■ EXTRACT PROVIDED ■
-.-.-
Medicinal Chemistry & Chemical Biology, Short talk
MC-026

Leveraging historical small molecule data from the Novartis portfolio: From chemical series evolution to predictive modelling

M. Beckers1, N. Sutrm1, N. Fechner1, N. Stiefl1
1Novartis Pharma AG

In this contribution, we plan to give an overview of our recent activities towards reconstructing the historical landscape of chemical series used in past projects in the Novartis compound archives and how we leveraged this data to build predictive models. In the first part, we will present how we reconstructed the chemical series using clustering methods and show the subsequent statistical analyses of the dataset. These analyses cover the time evolution of structural properties, ADMET and target activities during optimization of the chemical series [1]. Next, we will show how we used this data to build machine learning models for the prediction of small molecule developability. To this end, we further extended the dataset and annotated the terminal development stages the compounds reached. Using these historical milestones together with the recently developed MELLODDY model [2], we built a deep neural network that takes the predicted ADMET profile of a compound as input and returns a number which describes the likelihood of transitioning beyond in vivo PK studies [3]. The resulting score, which we termed bPK score, showed strong performance in discrimination of development candidates from non-development candidates (AUC>0.8). Interestingly, on these internal and public datasets other compound scoring techniques did not show any discriminative performance anymore. We will discuss the retrospective application to MedChem projects and show recent examples of prospective usage.

[1] Beckers, M., Fechner, N. & Stiefl, N. 25 Years of Small-Molecule Optimization at Novartis: A Retrospective Analysis of Chemical Series Evolution. J Chem Inf Model 62, 6002–6021 (2022).
[2] Oldenhof, M. et al. Industry-Scale Orchestrated Federated Learning for Drug Discovery. (2022) doi:10.48550/arxiv.2210.08871.
3] Beckers, M., Sturm, N., Fechner, N. & Stiefl, N. Prediction of small molecule developability using large-scale in silico ADMET models. submitted.
-.-.-
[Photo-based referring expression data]
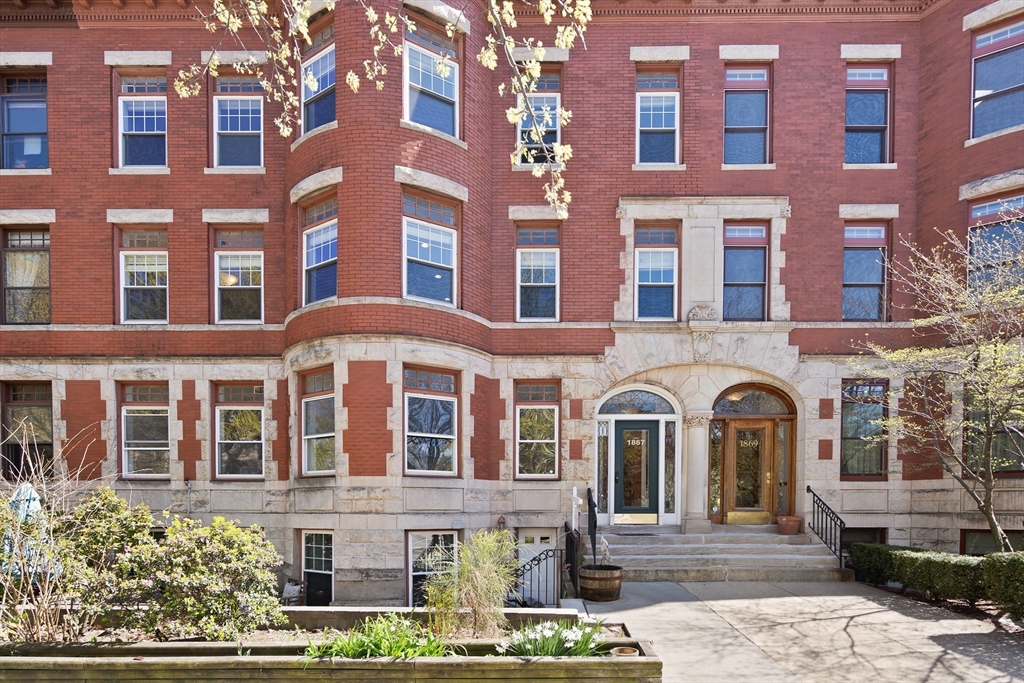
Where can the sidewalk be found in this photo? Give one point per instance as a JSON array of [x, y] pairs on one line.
[[808, 633]]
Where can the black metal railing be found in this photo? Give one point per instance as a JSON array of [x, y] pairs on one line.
[[826, 524]]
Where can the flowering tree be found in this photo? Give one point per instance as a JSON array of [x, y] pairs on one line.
[[283, 28]]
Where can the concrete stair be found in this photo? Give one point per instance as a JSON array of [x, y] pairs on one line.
[[728, 553]]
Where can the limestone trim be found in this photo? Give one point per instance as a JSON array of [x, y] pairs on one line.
[[996, 11], [28, 216], [26, 58], [871, 52], [126, 216], [868, 211], [431, 182], [314, 182], [660, 53], [550, 54], [442, 11], [236, 215], [137, 57], [748, 52]]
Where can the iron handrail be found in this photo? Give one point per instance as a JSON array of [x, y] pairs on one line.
[[827, 525]]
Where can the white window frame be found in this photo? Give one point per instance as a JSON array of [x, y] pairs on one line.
[[307, 437], [125, 411], [121, 128], [262, 434], [305, 259], [452, 398], [636, 282], [218, 287], [124, 288], [406, 85], [518, 414], [406, 258], [519, 284], [217, 133], [656, 93]]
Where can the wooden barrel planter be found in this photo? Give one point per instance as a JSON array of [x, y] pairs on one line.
[[600, 583]]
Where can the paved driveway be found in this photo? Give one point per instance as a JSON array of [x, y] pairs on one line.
[[810, 632]]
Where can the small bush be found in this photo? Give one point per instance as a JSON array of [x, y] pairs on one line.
[[1005, 581]]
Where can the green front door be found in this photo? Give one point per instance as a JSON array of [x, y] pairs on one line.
[[636, 472]]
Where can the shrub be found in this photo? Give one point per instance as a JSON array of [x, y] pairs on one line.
[[1005, 581], [553, 639], [214, 581]]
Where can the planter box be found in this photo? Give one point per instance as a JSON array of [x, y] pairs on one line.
[[150, 663]]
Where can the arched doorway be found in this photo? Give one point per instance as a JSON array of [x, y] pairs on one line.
[[637, 459], [751, 463]]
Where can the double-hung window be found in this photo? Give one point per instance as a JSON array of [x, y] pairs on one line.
[[317, 422], [862, 452], [239, 122], [656, 259], [867, 115], [542, 114], [320, 252], [23, 110], [747, 107], [429, 240], [27, 433], [744, 284], [432, 80], [26, 276], [144, 441], [142, 113], [996, 245], [317, 67], [537, 265], [537, 431], [657, 118], [240, 430], [864, 272], [143, 276], [431, 407], [998, 79]]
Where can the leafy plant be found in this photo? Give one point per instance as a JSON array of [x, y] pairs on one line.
[[553, 639]]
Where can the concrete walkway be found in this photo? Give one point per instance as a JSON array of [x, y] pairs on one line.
[[809, 632]]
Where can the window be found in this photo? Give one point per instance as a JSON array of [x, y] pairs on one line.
[[867, 115], [144, 441], [143, 276], [656, 256], [996, 244], [537, 265], [240, 287], [28, 430], [543, 112], [320, 252], [747, 115], [657, 118], [430, 422], [744, 287], [537, 431], [143, 121], [998, 79], [862, 450], [239, 126], [240, 431], [23, 109], [432, 77], [317, 422], [430, 250], [429, 553], [27, 278], [864, 272]]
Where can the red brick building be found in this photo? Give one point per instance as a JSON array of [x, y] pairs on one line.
[[375, 335]]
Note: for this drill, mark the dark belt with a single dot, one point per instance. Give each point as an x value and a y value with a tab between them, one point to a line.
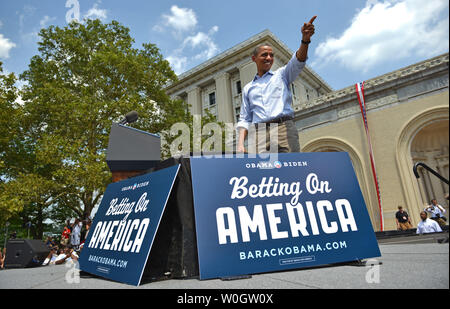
-.-.-
■ YOUR INSTRUCTIONS ■
In the Novartis abstract, what does the deep neural network take as input? The records were drawn from a separate source.

■ RESPONSE ■
The predicted ADMET profile of a compound.